● **STATED PROBLEM**: Put the items below into a numbered list, one line per number, leaving out blank lines and the pictures.

● **INFORMATION GIVEN**:
──────────

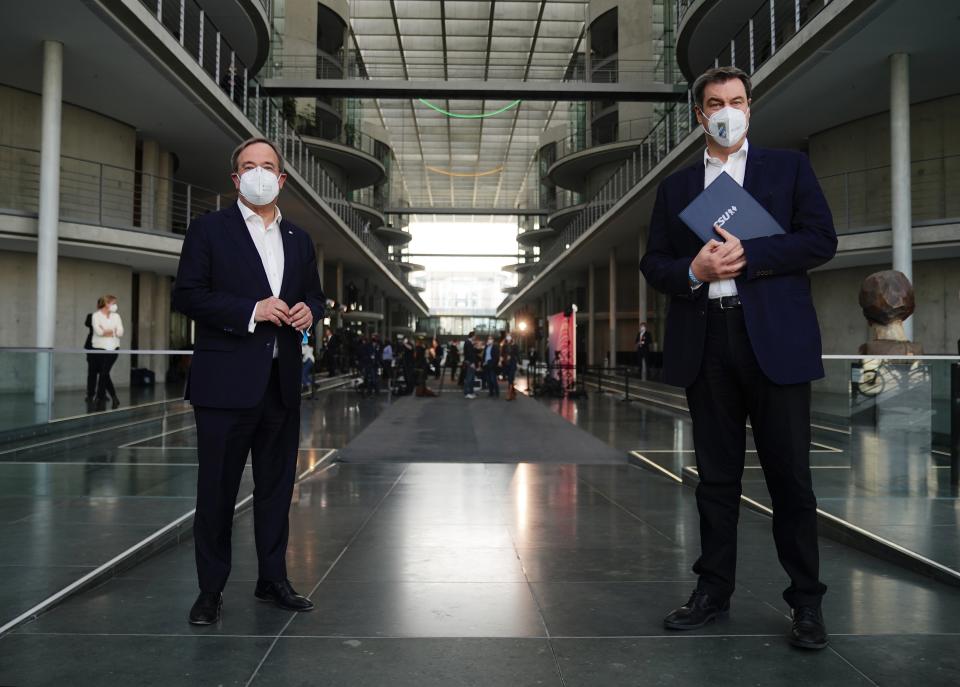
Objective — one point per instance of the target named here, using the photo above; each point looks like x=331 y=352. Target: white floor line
x=130 y=444
x=690 y=450
x=86 y=434
x=657 y=467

──────────

● **REPLY TO THE EXERCISE**:
1. Objective — one point per instance of the target named here, using the photo above; each point looks like x=331 y=352. Target: white floor line
2. x=130 y=444
3. x=690 y=450
4. x=86 y=434
5. x=657 y=467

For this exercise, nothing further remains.